* [Set task]:
Every line from the line containing "the woman's closed" through the final line below is to be repeated exactly; no other line is.
>>>>
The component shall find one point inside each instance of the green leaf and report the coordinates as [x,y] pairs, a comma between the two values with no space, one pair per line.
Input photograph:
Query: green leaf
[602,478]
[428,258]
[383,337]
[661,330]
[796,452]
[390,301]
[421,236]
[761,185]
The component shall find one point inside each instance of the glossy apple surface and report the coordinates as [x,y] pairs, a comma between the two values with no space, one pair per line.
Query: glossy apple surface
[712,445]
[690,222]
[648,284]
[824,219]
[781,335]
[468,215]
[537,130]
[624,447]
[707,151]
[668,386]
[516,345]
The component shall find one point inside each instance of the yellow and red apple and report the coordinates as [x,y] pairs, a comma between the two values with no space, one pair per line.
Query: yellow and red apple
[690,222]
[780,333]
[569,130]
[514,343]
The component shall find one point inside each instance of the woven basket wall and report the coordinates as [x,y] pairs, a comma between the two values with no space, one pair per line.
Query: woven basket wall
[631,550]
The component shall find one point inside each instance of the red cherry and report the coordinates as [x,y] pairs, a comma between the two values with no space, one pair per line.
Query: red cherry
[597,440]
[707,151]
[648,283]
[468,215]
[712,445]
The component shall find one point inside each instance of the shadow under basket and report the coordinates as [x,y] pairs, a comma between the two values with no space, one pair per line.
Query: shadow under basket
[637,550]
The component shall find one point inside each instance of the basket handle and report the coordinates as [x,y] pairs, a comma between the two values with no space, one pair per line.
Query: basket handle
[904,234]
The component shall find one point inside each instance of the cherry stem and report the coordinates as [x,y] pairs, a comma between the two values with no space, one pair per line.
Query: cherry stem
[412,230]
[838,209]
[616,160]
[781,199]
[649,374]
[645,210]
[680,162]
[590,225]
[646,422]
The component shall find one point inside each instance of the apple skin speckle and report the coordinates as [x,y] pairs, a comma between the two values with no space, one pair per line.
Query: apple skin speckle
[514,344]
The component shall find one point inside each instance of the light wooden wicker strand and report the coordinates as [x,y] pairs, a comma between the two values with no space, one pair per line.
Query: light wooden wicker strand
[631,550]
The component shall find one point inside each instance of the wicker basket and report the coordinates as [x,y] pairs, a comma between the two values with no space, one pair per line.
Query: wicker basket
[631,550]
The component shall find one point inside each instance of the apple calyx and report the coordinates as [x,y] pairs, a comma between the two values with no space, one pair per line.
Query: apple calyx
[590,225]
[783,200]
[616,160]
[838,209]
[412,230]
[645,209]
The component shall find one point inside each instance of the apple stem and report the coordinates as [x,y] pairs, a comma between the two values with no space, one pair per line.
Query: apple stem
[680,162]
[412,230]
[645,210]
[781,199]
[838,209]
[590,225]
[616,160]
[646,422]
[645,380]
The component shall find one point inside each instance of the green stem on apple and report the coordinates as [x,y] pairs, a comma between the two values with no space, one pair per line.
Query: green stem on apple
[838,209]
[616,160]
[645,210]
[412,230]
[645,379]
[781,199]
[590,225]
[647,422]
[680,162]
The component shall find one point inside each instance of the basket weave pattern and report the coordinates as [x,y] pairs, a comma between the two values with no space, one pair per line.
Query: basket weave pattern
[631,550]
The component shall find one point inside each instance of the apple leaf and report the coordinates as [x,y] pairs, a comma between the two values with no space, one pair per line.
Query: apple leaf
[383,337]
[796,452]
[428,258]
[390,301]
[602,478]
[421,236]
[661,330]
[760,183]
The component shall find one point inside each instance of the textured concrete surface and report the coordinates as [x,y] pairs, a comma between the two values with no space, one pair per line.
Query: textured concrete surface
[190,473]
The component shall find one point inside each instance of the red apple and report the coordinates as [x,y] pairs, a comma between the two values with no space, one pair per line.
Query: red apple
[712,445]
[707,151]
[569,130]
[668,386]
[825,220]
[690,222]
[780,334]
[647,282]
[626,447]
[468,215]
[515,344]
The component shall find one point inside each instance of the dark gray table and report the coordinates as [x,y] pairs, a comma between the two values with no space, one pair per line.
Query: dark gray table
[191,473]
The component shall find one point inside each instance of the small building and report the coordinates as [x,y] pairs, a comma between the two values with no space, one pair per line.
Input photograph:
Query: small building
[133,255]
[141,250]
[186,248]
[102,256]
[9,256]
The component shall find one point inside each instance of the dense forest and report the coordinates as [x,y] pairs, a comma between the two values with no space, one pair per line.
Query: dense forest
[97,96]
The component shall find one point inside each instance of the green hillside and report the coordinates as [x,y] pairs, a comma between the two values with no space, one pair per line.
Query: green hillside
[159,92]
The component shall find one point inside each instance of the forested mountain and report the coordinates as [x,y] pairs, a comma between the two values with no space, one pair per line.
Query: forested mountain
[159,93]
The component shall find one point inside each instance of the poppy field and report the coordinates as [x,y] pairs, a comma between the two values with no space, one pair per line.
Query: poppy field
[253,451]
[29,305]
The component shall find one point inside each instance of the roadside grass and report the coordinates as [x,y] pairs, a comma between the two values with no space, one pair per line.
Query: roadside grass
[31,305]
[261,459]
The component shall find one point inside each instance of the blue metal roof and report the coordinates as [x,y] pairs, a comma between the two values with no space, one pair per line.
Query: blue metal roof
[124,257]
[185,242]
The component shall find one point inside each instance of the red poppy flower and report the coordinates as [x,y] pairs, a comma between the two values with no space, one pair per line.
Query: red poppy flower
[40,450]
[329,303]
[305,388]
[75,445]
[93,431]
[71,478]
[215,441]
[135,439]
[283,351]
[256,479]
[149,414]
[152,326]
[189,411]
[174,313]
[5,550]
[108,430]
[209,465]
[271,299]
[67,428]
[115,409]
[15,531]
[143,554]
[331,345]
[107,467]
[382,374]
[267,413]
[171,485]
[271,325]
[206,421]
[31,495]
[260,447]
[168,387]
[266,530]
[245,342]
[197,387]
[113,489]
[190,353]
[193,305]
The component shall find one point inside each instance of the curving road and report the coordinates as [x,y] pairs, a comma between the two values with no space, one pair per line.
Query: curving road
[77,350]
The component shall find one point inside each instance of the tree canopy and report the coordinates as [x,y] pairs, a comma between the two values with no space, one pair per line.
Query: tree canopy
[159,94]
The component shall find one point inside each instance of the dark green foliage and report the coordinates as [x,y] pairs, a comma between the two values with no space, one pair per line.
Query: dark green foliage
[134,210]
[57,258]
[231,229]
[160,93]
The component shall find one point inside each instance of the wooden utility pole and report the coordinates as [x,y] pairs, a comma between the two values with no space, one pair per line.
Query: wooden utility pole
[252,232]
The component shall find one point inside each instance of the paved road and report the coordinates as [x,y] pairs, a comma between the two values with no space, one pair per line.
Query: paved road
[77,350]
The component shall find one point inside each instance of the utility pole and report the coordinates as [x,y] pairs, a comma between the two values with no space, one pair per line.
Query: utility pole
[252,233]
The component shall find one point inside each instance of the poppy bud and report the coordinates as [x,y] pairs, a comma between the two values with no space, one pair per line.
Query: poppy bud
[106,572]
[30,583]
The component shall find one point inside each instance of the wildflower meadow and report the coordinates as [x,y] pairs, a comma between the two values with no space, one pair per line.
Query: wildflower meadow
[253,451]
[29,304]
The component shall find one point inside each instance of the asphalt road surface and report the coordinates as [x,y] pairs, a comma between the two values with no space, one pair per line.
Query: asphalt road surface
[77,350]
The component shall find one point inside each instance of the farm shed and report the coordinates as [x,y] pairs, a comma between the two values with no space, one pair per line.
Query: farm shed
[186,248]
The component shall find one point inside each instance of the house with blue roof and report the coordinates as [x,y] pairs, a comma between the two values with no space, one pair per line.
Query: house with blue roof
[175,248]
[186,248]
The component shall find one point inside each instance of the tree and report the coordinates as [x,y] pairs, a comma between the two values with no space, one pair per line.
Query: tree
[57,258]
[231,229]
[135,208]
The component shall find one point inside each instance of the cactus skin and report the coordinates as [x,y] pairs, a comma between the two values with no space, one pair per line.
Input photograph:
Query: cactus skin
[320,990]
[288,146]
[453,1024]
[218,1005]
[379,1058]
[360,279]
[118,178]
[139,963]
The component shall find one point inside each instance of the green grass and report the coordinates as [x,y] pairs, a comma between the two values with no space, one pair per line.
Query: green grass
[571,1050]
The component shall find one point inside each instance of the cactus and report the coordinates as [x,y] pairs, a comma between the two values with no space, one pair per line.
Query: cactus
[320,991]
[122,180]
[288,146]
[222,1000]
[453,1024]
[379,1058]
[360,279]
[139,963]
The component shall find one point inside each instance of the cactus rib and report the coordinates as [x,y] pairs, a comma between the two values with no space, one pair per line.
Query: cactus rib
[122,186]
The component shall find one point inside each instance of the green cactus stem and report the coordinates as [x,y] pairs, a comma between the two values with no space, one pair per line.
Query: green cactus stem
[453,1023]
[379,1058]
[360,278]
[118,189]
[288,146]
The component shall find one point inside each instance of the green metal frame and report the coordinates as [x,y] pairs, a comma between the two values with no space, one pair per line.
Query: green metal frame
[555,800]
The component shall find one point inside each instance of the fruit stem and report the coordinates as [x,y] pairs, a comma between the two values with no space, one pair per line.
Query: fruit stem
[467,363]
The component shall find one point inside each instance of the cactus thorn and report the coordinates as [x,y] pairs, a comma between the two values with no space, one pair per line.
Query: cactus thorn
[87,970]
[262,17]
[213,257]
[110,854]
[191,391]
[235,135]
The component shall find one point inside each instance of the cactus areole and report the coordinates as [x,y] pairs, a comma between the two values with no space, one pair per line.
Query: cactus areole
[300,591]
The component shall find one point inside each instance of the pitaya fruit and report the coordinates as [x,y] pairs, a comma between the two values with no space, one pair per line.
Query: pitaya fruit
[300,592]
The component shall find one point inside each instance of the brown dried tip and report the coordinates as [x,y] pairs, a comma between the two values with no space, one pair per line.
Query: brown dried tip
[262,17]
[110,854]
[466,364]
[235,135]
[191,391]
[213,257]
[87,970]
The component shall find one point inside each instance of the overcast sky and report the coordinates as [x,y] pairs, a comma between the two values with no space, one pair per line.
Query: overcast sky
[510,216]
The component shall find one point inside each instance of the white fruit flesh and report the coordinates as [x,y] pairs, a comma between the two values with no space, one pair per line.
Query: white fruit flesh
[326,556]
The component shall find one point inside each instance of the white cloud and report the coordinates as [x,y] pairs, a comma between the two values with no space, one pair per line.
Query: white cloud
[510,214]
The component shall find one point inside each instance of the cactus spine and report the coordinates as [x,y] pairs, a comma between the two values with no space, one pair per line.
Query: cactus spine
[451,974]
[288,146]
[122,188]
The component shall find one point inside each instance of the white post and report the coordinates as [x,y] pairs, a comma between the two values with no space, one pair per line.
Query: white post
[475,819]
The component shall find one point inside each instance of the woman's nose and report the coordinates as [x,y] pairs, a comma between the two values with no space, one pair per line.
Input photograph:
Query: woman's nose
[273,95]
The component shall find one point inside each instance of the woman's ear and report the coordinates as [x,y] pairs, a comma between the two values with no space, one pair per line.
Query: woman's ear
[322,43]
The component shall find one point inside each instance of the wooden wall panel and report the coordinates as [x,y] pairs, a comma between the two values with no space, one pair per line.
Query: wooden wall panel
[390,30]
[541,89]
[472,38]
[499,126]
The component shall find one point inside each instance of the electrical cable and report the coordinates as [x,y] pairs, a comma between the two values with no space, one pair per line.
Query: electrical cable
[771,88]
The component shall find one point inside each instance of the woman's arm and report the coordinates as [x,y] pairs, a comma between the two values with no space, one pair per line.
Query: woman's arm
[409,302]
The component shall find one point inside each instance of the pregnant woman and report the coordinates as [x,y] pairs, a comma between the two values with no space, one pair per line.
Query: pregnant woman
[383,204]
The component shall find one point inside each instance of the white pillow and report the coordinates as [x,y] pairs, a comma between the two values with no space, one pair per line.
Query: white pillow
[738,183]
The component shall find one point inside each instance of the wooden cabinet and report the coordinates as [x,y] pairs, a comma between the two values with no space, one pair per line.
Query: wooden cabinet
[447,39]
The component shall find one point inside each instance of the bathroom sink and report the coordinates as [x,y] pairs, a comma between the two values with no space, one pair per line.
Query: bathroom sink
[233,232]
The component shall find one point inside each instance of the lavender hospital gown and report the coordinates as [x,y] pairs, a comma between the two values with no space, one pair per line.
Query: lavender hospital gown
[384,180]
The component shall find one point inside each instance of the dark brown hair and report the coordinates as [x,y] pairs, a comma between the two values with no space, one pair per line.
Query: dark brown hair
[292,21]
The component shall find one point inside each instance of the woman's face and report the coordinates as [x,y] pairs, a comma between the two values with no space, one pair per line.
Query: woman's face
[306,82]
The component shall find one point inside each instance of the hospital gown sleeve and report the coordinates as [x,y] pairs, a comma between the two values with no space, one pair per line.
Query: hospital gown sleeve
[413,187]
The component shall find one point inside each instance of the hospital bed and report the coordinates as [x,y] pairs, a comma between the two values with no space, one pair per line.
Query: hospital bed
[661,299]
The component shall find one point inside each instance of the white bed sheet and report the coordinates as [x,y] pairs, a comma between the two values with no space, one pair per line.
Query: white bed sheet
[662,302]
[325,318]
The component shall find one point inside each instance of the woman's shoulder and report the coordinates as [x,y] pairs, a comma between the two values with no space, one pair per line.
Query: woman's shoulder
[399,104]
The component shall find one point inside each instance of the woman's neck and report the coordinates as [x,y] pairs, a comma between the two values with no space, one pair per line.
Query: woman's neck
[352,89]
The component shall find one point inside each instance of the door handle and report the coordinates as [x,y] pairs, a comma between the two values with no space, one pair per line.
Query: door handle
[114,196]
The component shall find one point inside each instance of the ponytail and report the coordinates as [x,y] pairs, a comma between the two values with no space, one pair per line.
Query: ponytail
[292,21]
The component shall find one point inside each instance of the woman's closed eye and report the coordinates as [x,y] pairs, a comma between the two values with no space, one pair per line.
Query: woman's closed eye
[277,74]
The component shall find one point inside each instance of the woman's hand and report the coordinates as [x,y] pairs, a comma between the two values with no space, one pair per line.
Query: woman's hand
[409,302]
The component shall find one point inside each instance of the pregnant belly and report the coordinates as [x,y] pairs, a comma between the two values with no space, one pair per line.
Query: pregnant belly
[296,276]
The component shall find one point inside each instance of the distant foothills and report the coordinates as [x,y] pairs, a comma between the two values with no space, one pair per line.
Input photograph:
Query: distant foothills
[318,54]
<<<<
* [Response to this task]:
The component shall find one point inside each instance of the woman's closed eye and report the coordinates as [x,y] pairs, a comma between the two values with no space, one pair per line.
Query: woman's closed eye
[277,74]
The component shall find one point inside each instance of the woman's hand and report the coordinates as [x,y] pairs, a comma between the two values with no space, one pair per line.
Query: woman's hand
[409,302]
The component shall find one point inside each instance of the pregnant belly and report the coordinates as [x,y] pairs, a comma between the two values with no space, one pair per line.
Query: pregnant belly
[296,276]
The component shall find one point inside each instance of the distant foothills and report the coordinates as [x,y] pairs, a comma between the two values with no space, one pair per line.
Input photograph:
Query: distant foothills
[318,54]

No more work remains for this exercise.